> _Short task 1_:
Update the article on marketing benchmarks between "Analytics Engineer in" and "almost every project.", inclusive, writing "key metrics" wherever "KPIs" appears.

> _Extracted text_:
Analytics Engineer in Marketing

How to Compare Your KPIs to Your Benchmarks with Google Sheets, BigQuery and Looker Studio

Most of my work revolves around marketing reporting, where it is essential not only to evaluate KPIs but also to determine if they meet expectations at any given moment, whether in the past or present. Therefore, having benchmarks, evaluating them in real-time, and visualising them against actual numbers are crucial for almost every project.

In tackling this challenge, I encountered several considerations. These included allowing stakeholders the flexibility to submit their benchmarks at any time, make adjustments during the month, and see the impact of these changes in a dashboard with the next data update. There are various solutions to address this need. There are more ways to do it, but I’ve chosen the simplest one.

How a dashboard with benchmarks can look like

I generated dummy data for this purpose. This slide shows the main KPIs for the cross-paid channel report, comparing benchmarks provided by a user in a Google Sheet against actual values.

Problem definition

Before we start with the solution, I would like to define the problem and divide it into smaller parts:

– A user of the dashboard has the opportunity to submit all benchmarks per media per month for their reporting and change them at any time if needed in a tool that they can good handle

– These data should be taken into the DWH, transformed on a daily basis, and made ready for visualisation in a BI tool. As I work with BigQuery and Looker Studio, I will discuss the solution using these tools

– Make the process flow automatically from the stage immediately after user input to visualisation

Solution in steps

1. User input into a prepared Google Sheet

First of all, we need to create an environment for the user to fill in, change, delete, or, in other words, control their benchmark inputs. I have chosen Google Sheets for this purpose as it’s easy to implement, well-known, and offers native collaboration with the tools I use (BigQuery and Looker Studio).

> _Short task 2_:
Count the lines in the listing that contain the string "tire", and reply with the number alone.

> _Given records_:
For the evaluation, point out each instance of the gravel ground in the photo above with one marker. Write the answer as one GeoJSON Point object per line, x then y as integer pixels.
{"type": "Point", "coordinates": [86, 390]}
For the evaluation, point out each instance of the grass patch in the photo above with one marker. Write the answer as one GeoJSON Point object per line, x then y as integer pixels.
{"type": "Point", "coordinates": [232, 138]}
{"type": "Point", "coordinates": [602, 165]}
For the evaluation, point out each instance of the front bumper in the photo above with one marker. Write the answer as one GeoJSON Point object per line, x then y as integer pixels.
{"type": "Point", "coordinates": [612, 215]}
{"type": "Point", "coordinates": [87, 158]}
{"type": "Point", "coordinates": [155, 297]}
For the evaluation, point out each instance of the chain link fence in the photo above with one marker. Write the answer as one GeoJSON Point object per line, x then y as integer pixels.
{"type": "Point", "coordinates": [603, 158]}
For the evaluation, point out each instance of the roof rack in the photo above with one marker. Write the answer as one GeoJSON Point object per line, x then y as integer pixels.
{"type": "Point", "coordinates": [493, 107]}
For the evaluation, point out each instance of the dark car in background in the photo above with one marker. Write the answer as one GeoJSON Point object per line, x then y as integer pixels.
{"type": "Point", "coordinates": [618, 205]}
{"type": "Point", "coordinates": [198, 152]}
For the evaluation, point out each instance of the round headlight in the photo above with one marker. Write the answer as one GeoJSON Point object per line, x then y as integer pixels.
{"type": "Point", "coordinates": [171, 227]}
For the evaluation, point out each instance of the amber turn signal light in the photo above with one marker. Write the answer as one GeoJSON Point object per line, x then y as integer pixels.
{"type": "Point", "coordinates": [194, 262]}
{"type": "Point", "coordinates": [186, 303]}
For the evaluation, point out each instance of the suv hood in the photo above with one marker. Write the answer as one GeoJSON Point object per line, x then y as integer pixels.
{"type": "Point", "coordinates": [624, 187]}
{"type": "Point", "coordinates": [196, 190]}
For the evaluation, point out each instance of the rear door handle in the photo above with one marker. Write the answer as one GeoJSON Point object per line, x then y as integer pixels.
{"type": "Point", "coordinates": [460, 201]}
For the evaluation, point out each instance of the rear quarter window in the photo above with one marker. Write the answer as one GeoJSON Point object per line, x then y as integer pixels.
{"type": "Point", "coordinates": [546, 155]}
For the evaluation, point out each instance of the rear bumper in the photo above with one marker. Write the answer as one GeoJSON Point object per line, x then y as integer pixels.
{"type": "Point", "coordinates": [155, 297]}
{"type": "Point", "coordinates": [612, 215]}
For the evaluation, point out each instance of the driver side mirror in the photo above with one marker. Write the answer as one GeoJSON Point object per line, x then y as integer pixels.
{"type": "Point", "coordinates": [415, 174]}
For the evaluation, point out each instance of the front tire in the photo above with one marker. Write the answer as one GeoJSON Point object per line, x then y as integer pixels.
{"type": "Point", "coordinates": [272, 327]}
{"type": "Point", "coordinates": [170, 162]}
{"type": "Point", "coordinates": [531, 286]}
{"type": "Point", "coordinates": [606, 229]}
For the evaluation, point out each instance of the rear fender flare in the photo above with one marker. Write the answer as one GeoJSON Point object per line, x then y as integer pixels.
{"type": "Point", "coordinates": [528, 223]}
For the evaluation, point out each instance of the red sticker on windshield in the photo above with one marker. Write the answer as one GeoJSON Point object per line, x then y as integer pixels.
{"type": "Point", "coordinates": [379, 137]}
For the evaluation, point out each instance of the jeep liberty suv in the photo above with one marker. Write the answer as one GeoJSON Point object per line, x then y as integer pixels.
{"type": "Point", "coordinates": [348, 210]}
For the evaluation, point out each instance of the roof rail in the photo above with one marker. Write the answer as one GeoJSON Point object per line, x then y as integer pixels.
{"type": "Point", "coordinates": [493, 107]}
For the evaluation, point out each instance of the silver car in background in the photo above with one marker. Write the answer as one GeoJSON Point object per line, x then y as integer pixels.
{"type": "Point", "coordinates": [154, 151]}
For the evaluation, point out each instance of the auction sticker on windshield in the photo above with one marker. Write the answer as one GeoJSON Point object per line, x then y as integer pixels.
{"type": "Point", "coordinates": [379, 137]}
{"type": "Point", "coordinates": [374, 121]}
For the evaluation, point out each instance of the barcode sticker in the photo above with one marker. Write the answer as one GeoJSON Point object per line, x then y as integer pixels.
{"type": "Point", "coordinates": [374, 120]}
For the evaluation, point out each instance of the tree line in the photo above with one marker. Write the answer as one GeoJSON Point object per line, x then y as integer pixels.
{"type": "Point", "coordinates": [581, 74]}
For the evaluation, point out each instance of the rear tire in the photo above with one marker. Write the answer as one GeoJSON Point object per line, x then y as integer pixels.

> _Full output 1_:
Analytics Engineer in Marketing

How to Compare Your key metrics to Your Benchmarks with Google Sheets, BigQuery and Looker Studio

Most of my work revolves around marketing reporting, where it is essential not only to evaluate key metrics but also to determine if they meet expectations at any given moment, whether in the past or present. Therefore, having benchmarks, evaluating them in real-time, and visualising them against actual numbers are crucial for almost every project.

> _Full output 2_:
2